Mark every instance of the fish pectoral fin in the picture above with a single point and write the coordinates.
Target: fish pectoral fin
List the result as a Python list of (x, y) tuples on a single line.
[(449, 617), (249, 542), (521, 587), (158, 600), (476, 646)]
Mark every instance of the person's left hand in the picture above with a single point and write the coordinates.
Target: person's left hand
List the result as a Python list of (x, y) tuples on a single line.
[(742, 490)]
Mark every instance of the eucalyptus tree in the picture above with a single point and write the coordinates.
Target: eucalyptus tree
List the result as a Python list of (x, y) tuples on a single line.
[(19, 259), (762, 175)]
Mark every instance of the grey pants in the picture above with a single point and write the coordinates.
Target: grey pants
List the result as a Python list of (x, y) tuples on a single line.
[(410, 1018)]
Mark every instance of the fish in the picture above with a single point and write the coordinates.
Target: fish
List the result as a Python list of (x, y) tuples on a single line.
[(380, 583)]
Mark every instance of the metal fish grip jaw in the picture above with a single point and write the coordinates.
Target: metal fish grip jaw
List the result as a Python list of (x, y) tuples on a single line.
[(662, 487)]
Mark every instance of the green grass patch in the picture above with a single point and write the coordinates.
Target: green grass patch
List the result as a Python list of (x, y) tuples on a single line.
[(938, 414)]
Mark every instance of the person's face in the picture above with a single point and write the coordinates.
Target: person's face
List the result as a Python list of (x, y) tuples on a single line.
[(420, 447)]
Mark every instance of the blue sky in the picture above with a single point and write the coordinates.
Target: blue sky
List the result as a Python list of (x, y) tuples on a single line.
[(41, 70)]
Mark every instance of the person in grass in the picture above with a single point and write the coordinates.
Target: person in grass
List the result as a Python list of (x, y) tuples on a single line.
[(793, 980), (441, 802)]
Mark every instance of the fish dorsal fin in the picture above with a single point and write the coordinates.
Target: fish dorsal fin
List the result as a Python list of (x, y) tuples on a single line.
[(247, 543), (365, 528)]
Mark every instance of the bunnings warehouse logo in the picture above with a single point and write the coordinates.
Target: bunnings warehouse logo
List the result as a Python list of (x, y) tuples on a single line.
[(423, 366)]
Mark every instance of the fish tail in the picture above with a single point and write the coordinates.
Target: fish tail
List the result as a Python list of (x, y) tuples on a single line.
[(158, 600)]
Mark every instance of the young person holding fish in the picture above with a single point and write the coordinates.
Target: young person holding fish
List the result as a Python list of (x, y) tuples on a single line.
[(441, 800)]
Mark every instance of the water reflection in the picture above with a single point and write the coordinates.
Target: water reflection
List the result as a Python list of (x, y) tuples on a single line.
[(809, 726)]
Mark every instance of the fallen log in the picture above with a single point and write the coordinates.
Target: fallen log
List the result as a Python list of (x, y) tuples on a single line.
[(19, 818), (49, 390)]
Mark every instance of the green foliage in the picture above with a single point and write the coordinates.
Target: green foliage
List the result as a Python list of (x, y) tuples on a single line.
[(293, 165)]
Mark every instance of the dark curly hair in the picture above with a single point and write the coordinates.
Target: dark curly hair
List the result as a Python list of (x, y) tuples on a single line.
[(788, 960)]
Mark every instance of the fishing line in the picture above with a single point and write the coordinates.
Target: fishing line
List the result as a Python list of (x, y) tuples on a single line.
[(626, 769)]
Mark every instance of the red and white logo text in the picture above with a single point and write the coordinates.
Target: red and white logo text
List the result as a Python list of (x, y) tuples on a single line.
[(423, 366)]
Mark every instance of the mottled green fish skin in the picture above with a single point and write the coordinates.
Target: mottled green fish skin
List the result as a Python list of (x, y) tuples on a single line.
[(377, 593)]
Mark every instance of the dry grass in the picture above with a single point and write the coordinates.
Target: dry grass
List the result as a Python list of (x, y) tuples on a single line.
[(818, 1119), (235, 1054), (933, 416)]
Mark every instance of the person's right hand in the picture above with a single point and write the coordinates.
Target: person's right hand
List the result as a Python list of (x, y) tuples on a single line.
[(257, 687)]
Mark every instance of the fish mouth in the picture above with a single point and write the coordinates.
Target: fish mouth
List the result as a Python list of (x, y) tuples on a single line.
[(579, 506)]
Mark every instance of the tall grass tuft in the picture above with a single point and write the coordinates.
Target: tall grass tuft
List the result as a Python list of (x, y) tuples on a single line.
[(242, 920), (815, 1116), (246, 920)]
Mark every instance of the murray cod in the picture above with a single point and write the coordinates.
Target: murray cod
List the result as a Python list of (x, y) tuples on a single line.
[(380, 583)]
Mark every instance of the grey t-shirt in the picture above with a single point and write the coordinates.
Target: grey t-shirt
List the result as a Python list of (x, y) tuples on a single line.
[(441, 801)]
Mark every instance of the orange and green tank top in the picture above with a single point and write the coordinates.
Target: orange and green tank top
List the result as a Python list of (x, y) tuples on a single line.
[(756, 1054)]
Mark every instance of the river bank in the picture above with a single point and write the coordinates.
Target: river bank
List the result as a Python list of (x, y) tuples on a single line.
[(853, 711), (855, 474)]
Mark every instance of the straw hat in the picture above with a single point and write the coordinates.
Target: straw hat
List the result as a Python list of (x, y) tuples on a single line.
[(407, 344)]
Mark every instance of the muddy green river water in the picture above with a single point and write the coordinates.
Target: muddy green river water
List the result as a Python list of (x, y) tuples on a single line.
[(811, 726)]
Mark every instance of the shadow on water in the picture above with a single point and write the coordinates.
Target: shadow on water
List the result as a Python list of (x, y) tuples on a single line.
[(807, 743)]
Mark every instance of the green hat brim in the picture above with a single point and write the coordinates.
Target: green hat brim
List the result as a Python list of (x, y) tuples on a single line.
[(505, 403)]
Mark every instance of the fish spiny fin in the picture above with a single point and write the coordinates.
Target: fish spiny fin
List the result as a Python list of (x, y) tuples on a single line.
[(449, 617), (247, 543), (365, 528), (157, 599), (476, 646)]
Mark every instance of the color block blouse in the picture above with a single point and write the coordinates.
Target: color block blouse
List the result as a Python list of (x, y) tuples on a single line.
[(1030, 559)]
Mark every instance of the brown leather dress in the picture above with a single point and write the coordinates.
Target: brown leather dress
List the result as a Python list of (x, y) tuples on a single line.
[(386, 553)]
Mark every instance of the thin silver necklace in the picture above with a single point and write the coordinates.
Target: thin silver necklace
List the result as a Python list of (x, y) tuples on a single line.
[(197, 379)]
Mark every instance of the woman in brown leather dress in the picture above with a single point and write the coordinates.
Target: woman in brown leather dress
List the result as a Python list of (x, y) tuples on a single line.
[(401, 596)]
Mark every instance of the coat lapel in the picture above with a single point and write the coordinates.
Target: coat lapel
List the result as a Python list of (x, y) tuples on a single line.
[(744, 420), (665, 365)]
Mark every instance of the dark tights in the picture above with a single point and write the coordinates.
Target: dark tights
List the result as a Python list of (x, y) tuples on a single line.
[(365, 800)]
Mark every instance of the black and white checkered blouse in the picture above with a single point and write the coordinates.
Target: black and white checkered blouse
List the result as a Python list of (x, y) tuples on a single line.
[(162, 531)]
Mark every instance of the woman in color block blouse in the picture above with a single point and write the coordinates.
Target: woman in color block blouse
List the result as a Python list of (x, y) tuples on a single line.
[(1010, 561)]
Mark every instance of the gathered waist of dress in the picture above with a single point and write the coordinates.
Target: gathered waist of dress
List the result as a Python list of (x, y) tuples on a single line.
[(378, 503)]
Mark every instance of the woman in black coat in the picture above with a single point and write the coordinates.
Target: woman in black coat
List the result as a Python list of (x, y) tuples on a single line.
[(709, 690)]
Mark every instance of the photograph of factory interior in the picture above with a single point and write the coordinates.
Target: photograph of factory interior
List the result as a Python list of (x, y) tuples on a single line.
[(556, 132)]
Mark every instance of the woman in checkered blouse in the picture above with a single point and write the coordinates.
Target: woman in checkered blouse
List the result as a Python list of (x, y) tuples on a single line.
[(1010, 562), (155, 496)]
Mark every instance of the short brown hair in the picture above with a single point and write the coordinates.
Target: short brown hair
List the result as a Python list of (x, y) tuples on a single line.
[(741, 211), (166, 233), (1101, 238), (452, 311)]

════════════════

▶ AIM OF THE EXERCISE
Write out only what runs from the line holding "Mark every instance of the photograph" through the last line of the records, exactly as shown.

▶ ANSWER TO THIS TASK
Mark every instance of the photograph of factory interior in the picture above with a single point and write the coordinates.
Target: photograph of factory interior
List the result as a Python list of (x, y) tuples on a single line.
[(556, 132)]
Mark every instance of the woman in checkered blouse in the picture above with a single point and write the coordinates.
Target: woman in checkered blouse
List the result as a Python list of (x, y) tuples on a single line.
[(1010, 562), (155, 496)]
Mark every instance of the short brown hair in the picture above with a single point and write the coordinates.
Target: short brown hair
List the result as a Python list of (x, y) tuples on a single line.
[(741, 211), (166, 233), (1101, 238), (452, 311)]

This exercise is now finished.